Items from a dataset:
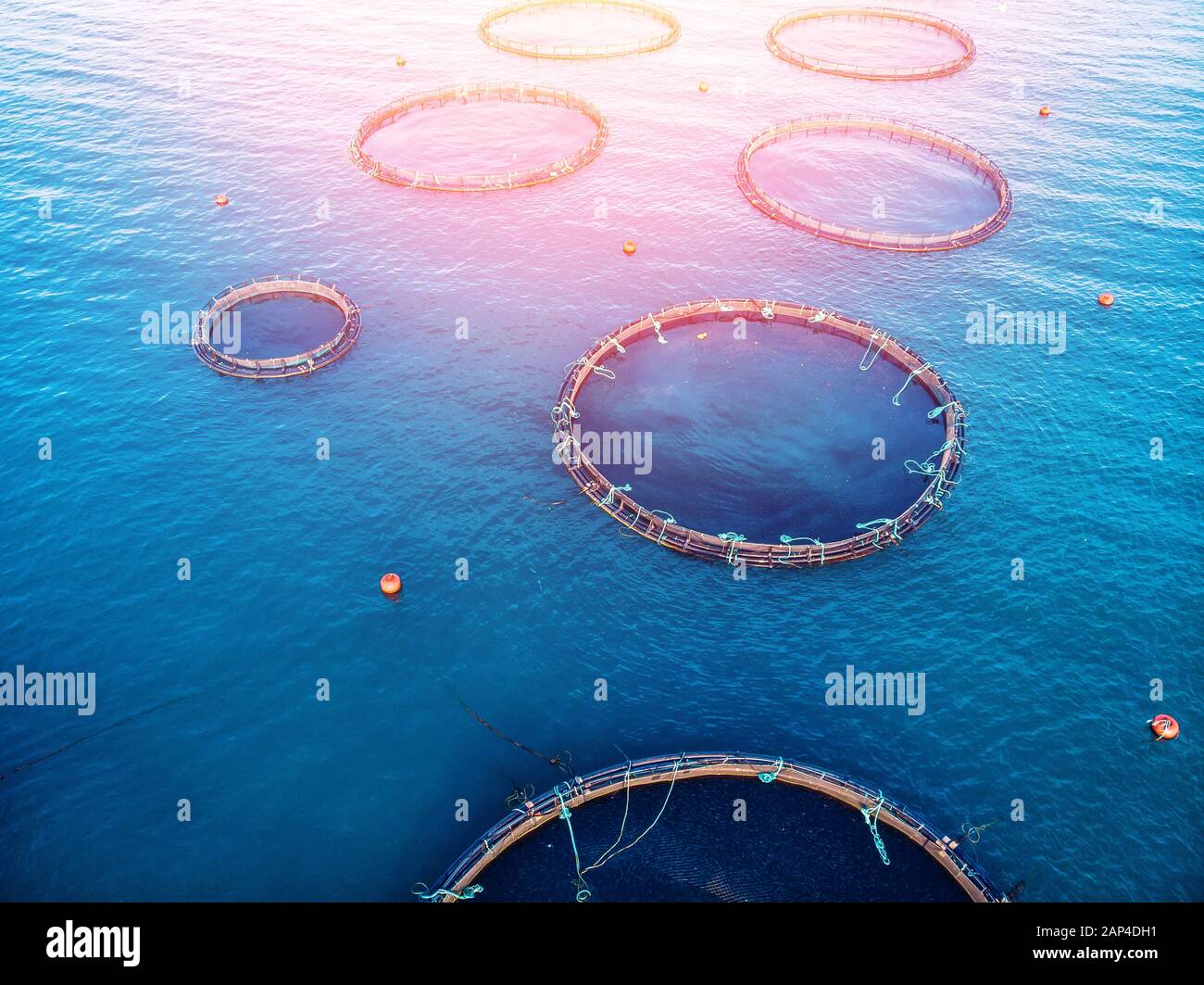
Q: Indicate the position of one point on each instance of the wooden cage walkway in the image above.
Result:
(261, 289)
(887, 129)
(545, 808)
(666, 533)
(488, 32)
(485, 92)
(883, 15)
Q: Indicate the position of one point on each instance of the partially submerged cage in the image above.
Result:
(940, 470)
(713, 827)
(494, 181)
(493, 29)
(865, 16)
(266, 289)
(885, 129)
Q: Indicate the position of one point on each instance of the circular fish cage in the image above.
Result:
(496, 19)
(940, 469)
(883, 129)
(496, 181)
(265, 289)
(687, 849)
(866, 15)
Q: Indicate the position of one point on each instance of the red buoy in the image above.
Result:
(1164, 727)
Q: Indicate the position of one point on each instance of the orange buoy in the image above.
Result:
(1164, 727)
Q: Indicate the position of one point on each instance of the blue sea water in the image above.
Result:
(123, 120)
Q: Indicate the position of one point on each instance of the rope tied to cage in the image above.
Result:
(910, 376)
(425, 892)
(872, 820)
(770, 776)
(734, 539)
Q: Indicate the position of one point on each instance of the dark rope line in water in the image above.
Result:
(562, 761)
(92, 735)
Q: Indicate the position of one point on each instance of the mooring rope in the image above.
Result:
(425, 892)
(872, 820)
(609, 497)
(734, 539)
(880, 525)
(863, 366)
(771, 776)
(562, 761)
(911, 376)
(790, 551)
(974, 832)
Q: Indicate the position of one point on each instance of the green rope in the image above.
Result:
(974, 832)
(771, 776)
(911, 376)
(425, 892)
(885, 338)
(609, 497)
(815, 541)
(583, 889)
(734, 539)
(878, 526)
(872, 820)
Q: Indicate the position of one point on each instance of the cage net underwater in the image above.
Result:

Problem: Only the entries themselves should be output, word for word, with all pictures omitted.

Reply:
Q: Indicate the position of one point on each instance of the wooden cage walkway in the image above.
Result:
(261, 289)
(887, 129)
(545, 808)
(666, 533)
(488, 32)
(485, 92)
(883, 15)
Q: Indicate the position of one point on each instance of the partially submerged cage in the image above.
Result:
(940, 470)
(713, 827)
(494, 181)
(493, 29)
(865, 16)
(266, 289)
(885, 129)
Q: Indicate the position of one point on each instance of the circular fish cage in the image above.
Result:
(496, 19)
(940, 469)
(883, 129)
(496, 181)
(265, 289)
(687, 849)
(866, 15)
Q: Indicate the position of one point on each instance of the red buoy in the image above.
Result:
(1164, 727)
Q: Indicate the position of one point on each instance of the orange buoy in the image above.
Result:
(1164, 727)
Q: Indicate the position of one point on each instance of the blue sea water in the image above.
Result:
(123, 120)
Q: Indicate the position of one point on each instance of the rope tied to cage in the image above.
Result:
(910, 376)
(425, 892)
(872, 820)
(770, 776)
(734, 539)
Q: Indicate the position of one point on each instance of the dark rope line in water in the image above.
Result:
(562, 761)
(92, 735)
Q: Indicate the position of one point on each instance of the mooring rope in the image above.
Result:
(425, 892)
(872, 820)
(609, 497)
(734, 539)
(880, 525)
(863, 366)
(771, 776)
(562, 761)
(911, 376)
(790, 551)
(974, 832)
Q: Indicate the position of one point on each instance of the green rope in the image above.
Result:
(974, 832)
(771, 776)
(911, 376)
(425, 892)
(885, 338)
(609, 497)
(815, 541)
(583, 889)
(734, 539)
(878, 526)
(872, 820)
Q: Indicate the position of one point on each instance of the cage net underwater in the image above.
Result:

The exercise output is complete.